→ **Document excerpt**
--
Indosat Ooredoo Hutchison is no longer treating network modernization as a simple capacity upgrade. In the latest agreement with Nokia and NVIDIA, the operator will modernize its nationwide mobile network in Indonesia using advanced 5G radio access network technologies, with Nokia deploying low-band 5G across the full network and mid-band 5G to about 80 percent of the footprint over the next three and a half years. The companies also said AI-RAN field trials in Indonesia are targeted for the end of 2026.
That scope matters because the partnership goes beyond coverage expansion. The agreement also ties Indosat’s network roadmap to AI-integrated capabilities developed with NVIDIA, while Indosat is building an AI Grid that combines centralized AI factories with distributed AI-RAN infrastructure. According to the report, practical applications are already underway in government services, healthcare, education, and agriculture, supported by the AI-RAN Innovation Center in Surabaya. In other words, this is not just about faster mobile speeds. It is about building an operating model for an AI-powered telecom network.
Why This AI-RAN Partnership Matters Now
The timing is important. Nokia’s own AI-RAN strategy frames the radio network as a software-driven platform that can support AI workloads, improve performance, and create new monetization opportunities beyond connectivity alone. In its March 2026 press release, Nokia said its strategic AI-RAN partnership with NVIDIA had already reached significant progress, including customer integrations and functional tests with Indosat, and it described AI-RAN as a foundational step toward AI-native networks and 6G.
--
→ **Supplied data**
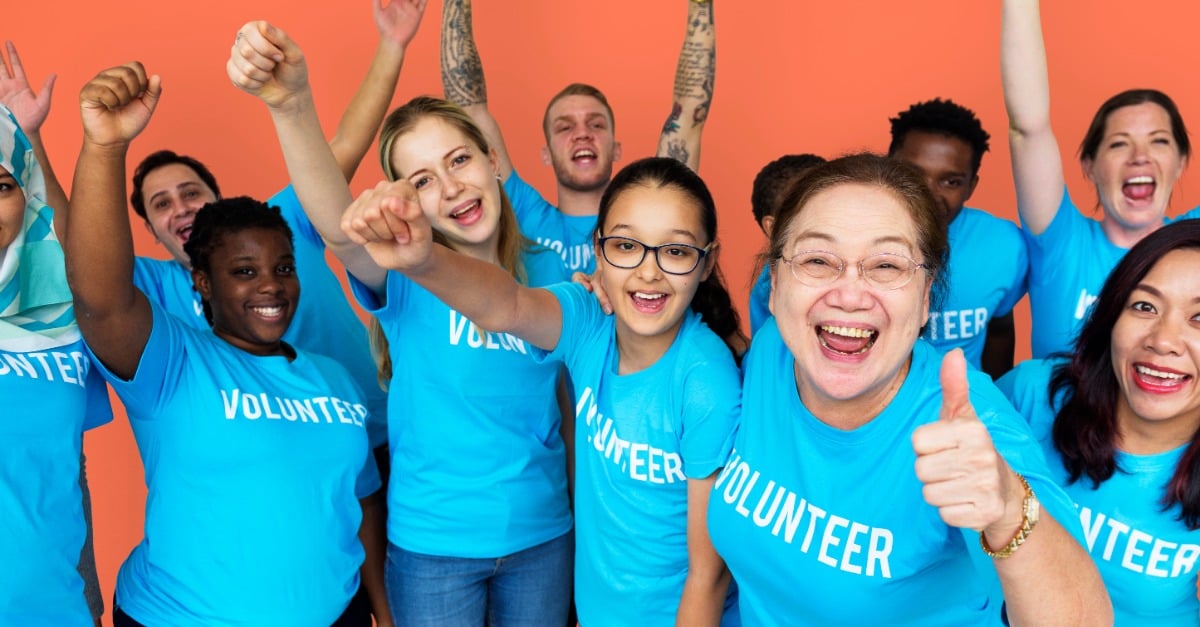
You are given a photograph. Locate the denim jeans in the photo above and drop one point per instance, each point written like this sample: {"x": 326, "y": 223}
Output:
{"x": 531, "y": 587}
--
→ **Your instructions**
Condense the paragraph of the Indosat network article beginning "Indosat Ooredoo Hutchison is no longer treating" into a short bulleted list that keeps its main facts. The listing is separate material, unrelated to the article on Indosat's network.

→ **Exercise solution**
- Indosat Ooredoo Hutchison sees network modernization as more than a capacity upgrade.
- In a new agreement with Nokia and NVIDIA, it will modernize its nationwide mobile network in Indonesia with advanced 5G radio access network technologies.
- Over the next three and a half years, Nokia will deploy low-band 5G across the full network and mid-band 5G to about 80 percent of the footprint.
- AI-RAN field trials in Indonesia are targeted for the end of 2026.